## EXCERPT
From the point of view of the public, the press, or social scientists, none of the information contained in these documents is clearly visible, usable or user-friendly and cannot be considered to meet the spirit of the Regulation’s requirements on transparency.
Part II: Decision of the Ombudsman
The points above formed the basis of European Democracy Consulting’s complaint to the European Ombudsman, lodged on 26 June 2020. On 25 January 2021, the Ombudsman rendered her decision. Its main points are summarised below; for each, European Democracy Consulting provides its response.
1. Dedicated website for European parties and foundations
In her decision, the Ombudsman underlines that, “given the role they play in the EU’s democratic system, information concerning European political parties and foundations should be made available in a consistent, comparable and timely manner.”
The Ombudsman “considers that the APPF’s commitment to include links to the relevant sections of the Parliament’s website will address this issue, by making it easier for visitors to the APPF’s website to access this information.”
She adds that it is “more reliable to link to the website of the body responsible for publishing the information in question (in this case, the Parliament). As such, the APPF can be reassured that it is linking to the latest available information from the responsible entity.”
First of all, European Democracy Consulting welcomes the Ombudsman’s call for information on European political parties to be provided “in a consistent, comparable and timely manner.” We have shown in our case that this is not the case, with required some information missing and some provided almost a full year after being provided by European parties to the APPF.
Secondly, while it may be understandable to use links to avoid the provision of outdated information where said information is continuously or often updated, this argument becomes much less persuasive when the information in question consists only of past reports that will not be updated (such as for audits before 2018) or is only updated once a year (for instance, the amount of funding provided to European parties). In these cases, the provision to a single link to the European Parliament’s website is a poor alternative to simply having these files listed on the APPF’s website and to updating the figures once a year. There is little doubt that the APPF is kept informed by the relevant parliamentary services when funding amounts are approved.
Above all, this decision underlines the mutual incompatibility of three requirements of Regulation 1141/2014, namely 1) entrusting two different bodies with reporting obligations, 2) requesting information to be provided on a single website, and 3) requiring information to be provided in a user-friendly manner. One or two of these requirements may be reached at the same time, but not all three.
Therefore, while the Ombudsman’s decision respects the APPF’s and Parliament’s dual reporting obligations under Regulation 1141/2014 and may marginally improve citizens’ access to information, it falls short of ensuring that information is on a single website and, above all, that it is truly user-friendly. A revision of Regulation 1141/2014 must ensure that a single body is entrusted with the monitoring of and provision of information on European political parties.

## ROWS
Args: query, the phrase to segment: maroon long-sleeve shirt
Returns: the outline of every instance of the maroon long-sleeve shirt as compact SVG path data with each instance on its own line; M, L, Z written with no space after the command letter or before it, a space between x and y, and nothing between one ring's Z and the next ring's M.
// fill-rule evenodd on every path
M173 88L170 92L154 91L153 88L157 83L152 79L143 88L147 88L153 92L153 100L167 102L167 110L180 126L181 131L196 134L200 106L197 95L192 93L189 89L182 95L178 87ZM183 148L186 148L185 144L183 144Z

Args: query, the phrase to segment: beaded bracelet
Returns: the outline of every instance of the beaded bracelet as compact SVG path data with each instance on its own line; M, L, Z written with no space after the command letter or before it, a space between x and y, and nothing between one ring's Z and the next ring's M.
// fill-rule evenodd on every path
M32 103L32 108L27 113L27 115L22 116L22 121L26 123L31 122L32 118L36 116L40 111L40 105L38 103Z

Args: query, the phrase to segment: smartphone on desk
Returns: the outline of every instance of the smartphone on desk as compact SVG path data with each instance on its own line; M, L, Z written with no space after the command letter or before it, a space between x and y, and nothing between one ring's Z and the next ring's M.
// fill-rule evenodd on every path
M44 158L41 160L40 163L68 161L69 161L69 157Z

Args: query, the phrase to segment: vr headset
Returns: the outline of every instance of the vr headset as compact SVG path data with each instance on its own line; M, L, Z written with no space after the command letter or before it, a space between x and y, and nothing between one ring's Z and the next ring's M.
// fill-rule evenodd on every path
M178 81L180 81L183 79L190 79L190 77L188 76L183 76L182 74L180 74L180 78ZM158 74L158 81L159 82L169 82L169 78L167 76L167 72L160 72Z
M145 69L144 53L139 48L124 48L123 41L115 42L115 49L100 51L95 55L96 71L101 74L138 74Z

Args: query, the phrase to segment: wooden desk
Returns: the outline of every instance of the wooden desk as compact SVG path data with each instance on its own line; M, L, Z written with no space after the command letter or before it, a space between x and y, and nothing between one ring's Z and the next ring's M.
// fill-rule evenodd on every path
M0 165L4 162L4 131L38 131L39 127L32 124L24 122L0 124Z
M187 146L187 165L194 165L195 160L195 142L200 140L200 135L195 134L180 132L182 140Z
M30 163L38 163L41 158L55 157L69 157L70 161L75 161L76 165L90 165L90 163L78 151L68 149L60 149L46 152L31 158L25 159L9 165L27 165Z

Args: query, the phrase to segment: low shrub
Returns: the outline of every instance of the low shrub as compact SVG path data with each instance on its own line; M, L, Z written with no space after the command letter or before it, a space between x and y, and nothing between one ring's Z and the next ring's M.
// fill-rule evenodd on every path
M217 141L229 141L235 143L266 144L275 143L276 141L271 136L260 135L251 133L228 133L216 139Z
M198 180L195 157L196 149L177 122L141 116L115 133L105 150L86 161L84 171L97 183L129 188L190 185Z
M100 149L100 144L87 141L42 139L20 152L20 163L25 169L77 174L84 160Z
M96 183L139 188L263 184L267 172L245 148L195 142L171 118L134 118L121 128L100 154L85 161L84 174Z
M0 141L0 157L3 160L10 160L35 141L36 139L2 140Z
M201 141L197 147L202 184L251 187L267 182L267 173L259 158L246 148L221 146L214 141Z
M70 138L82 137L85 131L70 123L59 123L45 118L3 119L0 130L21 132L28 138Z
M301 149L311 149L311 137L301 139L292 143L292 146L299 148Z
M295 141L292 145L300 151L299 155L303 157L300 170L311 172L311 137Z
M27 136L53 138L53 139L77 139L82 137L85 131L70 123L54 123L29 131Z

## WRITTEN REQUEST
From the excerpt on the Ombudsman's decision regarding European political parties, copy out word for word the part that opens with the words containing "First of all, European" and closes with "to the APPF.".

## CORRECT RESULT
First of all, European Democracy Consulting welcomes the Ombudsman’s call for information on European political parties to be provided “in a consistent, comparable and timely manner.” We have shown in our case that this is not the case, with required some information missing and some provided almost a full year after being provided by European parties to the APPF.